▶ **ACTIVITY**: Find the string "Coordinates" in the records and copy each line where it occurs.

-------- SUPPLIED RECORDS

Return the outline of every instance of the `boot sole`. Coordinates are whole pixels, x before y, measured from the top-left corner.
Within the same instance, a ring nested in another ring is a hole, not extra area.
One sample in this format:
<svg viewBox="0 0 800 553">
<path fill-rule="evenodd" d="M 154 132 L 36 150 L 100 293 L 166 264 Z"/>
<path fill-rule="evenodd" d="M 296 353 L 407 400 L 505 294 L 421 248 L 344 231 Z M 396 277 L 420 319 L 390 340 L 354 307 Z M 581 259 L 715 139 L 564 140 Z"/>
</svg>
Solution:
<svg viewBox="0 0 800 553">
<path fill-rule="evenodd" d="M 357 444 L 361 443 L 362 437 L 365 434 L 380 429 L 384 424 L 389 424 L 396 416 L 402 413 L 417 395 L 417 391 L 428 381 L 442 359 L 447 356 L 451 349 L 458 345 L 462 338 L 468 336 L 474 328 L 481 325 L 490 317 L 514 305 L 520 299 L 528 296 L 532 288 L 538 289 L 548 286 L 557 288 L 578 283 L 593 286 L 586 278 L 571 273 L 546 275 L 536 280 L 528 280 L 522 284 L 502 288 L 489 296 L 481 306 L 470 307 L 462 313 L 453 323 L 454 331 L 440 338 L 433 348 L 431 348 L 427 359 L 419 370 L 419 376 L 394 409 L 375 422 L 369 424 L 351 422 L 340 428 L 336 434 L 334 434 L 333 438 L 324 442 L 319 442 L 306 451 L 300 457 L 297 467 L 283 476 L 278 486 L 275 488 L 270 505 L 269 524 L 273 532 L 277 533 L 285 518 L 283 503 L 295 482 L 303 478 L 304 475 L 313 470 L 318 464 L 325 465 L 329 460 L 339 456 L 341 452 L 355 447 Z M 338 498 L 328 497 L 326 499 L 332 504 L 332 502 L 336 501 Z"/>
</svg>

----------------
-------- SUPPLIED RECORDS

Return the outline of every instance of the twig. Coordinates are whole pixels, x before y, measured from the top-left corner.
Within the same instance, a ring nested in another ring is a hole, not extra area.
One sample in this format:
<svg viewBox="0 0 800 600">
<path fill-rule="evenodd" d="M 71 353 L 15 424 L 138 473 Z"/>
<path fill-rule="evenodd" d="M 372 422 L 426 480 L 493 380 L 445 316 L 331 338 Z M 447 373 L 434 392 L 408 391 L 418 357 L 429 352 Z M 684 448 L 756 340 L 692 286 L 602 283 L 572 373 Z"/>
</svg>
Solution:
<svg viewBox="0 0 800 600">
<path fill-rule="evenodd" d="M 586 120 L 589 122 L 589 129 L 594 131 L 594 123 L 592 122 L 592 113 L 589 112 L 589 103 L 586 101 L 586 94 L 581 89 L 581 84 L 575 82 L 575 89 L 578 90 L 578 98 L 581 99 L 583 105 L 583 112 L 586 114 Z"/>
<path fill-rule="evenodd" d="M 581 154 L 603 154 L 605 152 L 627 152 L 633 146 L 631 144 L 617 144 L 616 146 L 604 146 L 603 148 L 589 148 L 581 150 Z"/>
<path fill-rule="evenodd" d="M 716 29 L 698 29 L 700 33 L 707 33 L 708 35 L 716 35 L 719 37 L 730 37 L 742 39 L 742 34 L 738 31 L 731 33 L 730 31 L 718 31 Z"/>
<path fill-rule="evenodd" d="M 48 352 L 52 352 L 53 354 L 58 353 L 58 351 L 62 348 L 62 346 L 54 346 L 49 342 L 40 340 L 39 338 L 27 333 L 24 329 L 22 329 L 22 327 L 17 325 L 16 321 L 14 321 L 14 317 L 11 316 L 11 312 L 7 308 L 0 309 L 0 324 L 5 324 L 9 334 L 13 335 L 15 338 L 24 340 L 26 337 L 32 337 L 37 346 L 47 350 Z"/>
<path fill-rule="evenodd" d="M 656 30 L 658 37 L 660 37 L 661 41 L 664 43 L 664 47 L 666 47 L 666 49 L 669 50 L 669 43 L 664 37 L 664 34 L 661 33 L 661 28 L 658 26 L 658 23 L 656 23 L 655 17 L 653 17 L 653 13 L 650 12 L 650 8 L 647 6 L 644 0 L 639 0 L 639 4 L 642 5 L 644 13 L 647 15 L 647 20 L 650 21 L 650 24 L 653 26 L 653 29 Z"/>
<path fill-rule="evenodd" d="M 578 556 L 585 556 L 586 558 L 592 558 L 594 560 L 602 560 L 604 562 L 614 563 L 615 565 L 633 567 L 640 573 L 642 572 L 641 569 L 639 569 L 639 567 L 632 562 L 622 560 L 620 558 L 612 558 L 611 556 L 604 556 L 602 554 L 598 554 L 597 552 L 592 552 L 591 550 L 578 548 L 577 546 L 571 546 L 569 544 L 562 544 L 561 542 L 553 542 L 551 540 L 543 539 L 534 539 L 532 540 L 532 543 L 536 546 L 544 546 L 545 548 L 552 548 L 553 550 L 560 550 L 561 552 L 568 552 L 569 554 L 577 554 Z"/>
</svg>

----------------
-------- SUPPLIED RECORDS

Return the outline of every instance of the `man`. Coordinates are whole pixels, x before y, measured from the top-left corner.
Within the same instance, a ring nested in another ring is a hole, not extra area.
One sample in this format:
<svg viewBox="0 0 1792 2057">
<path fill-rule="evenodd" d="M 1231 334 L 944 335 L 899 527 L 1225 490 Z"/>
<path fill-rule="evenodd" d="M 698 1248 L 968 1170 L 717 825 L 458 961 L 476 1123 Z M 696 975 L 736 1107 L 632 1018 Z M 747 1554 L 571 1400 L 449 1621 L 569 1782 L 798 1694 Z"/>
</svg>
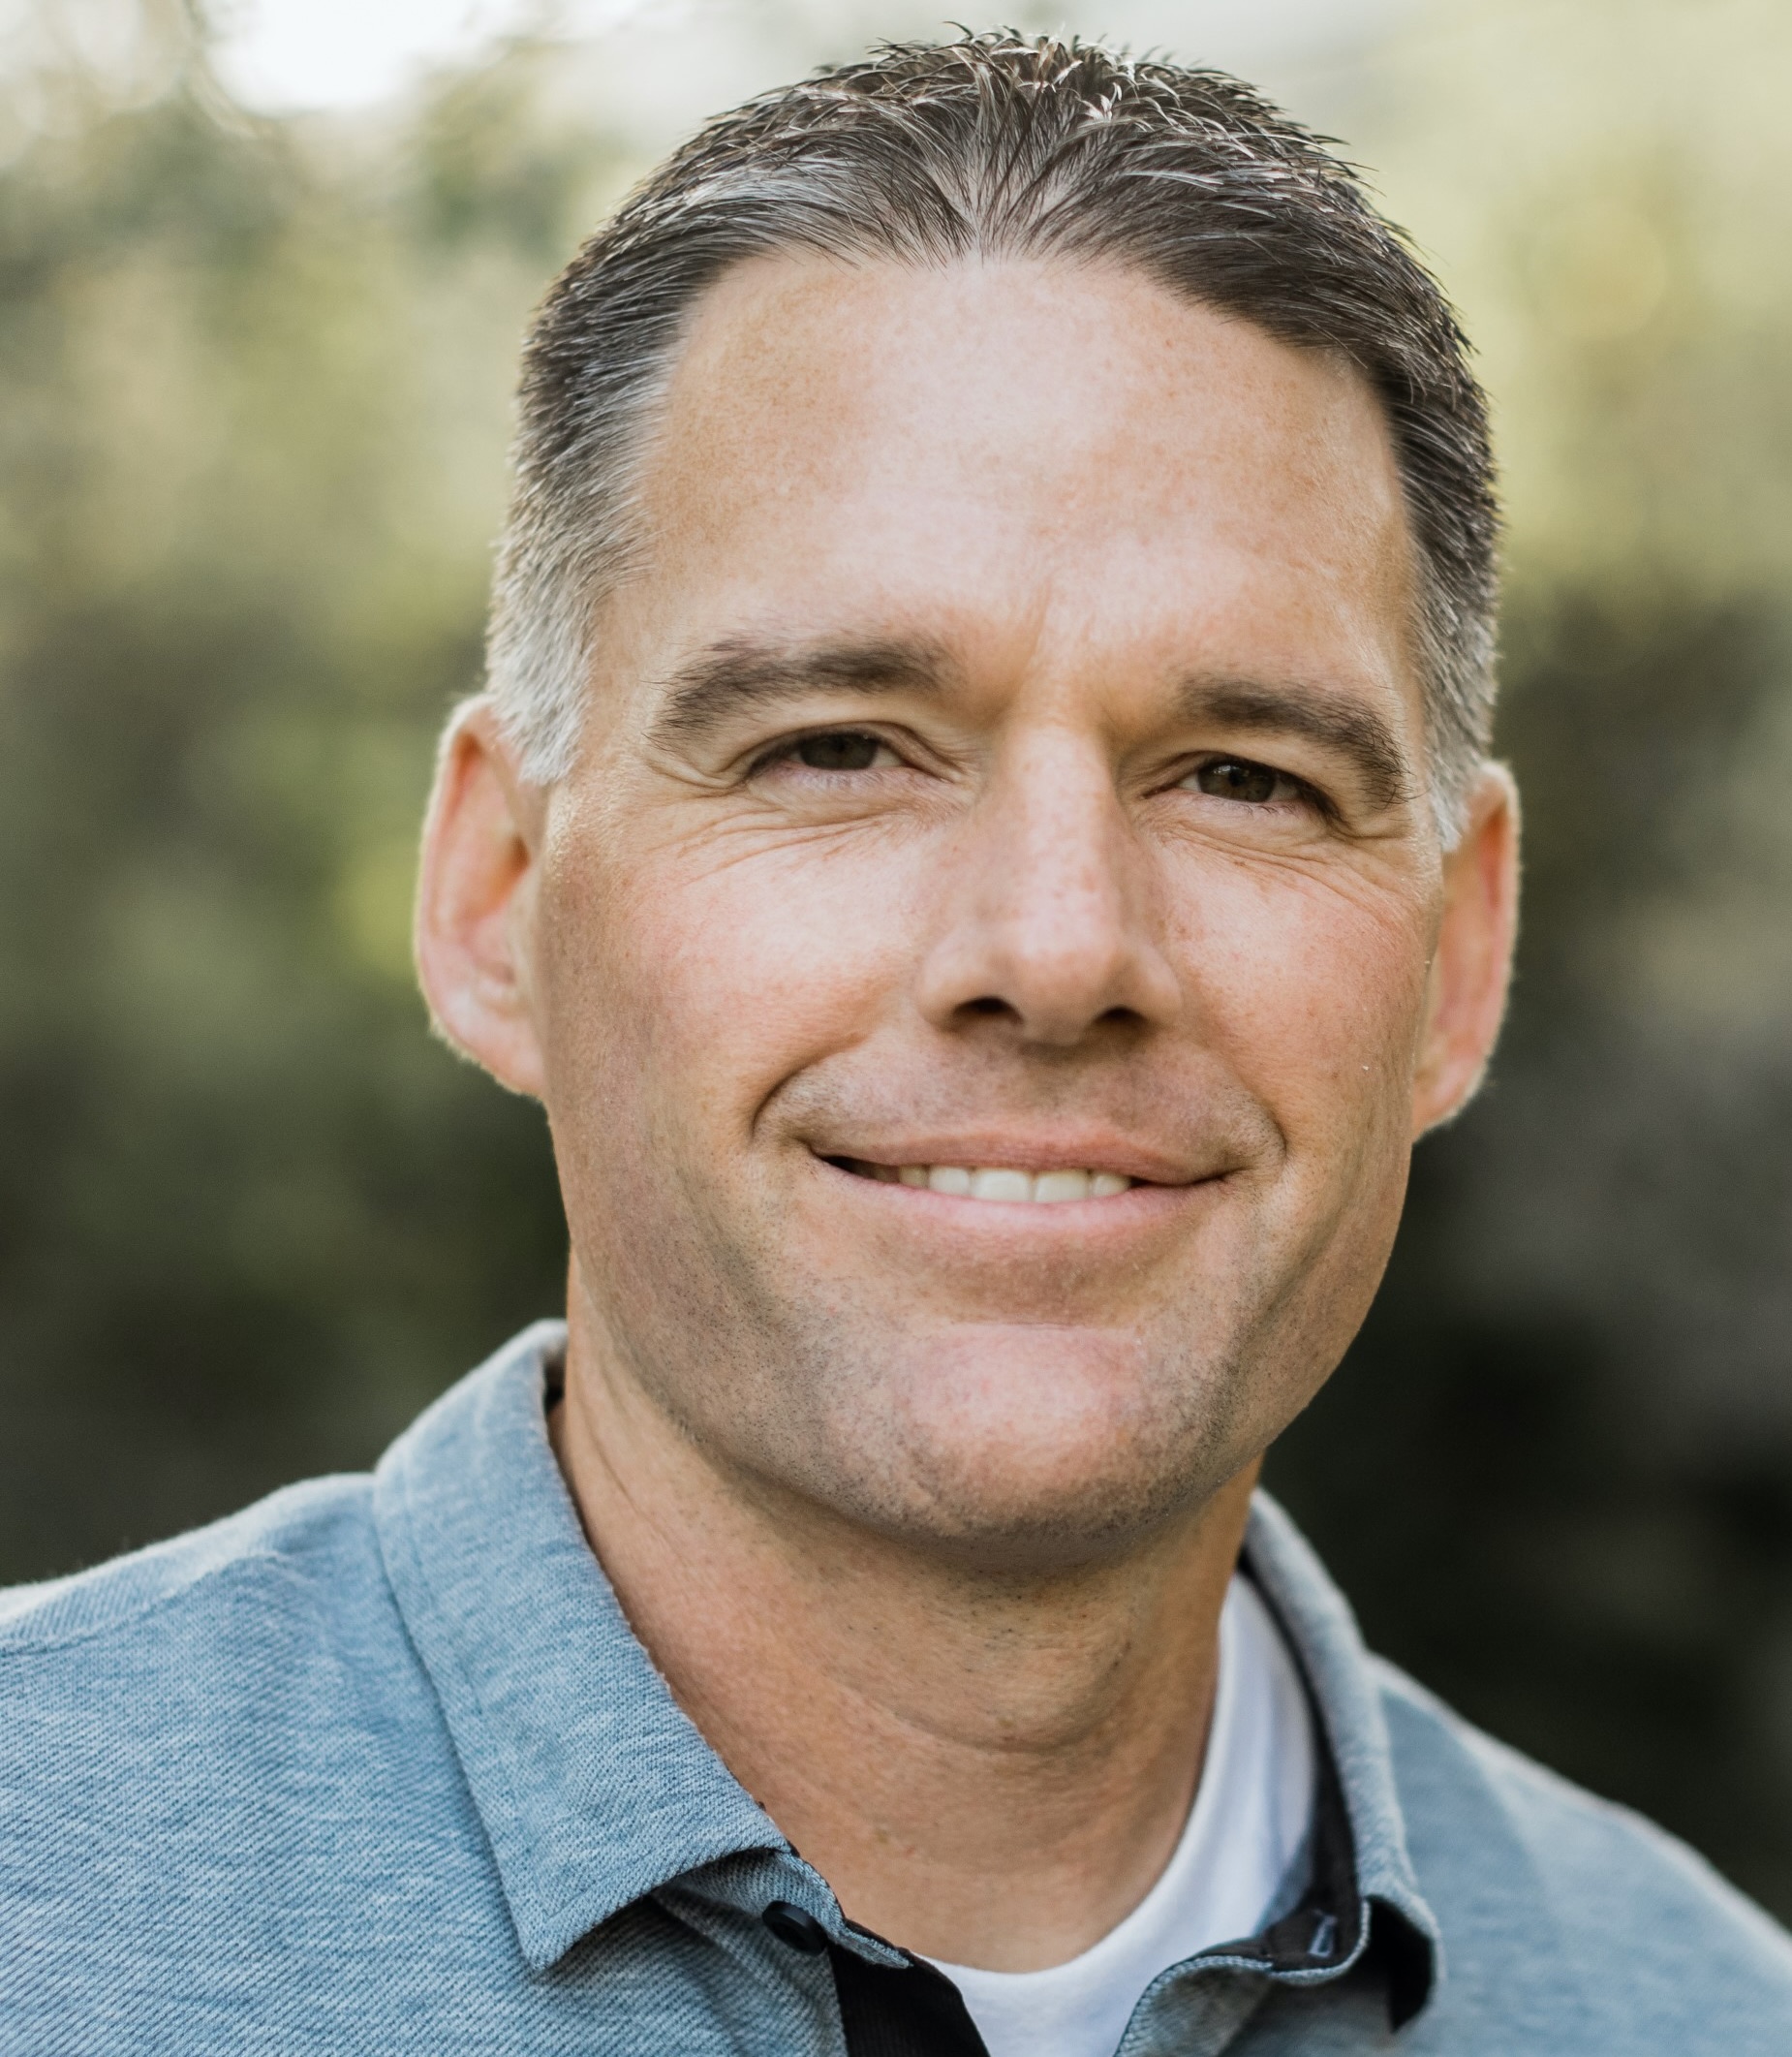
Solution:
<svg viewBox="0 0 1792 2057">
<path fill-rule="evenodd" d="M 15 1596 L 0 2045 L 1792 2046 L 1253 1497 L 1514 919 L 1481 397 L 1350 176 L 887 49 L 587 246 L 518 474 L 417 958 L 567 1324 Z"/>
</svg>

----------------

▶ **TASK RESULT**:
Return the outline of every instance of the `boot sole`. Coordinates are whole pixels, x before y, measured from the top-left corner.
Return the outline of every instance of the twig. Coordinates are whole pixels, x before y, measured from the top-left corner.
Return the outline of every instance of the `man`. Coordinates are whole pixels, x before y, measured from the top-left corner.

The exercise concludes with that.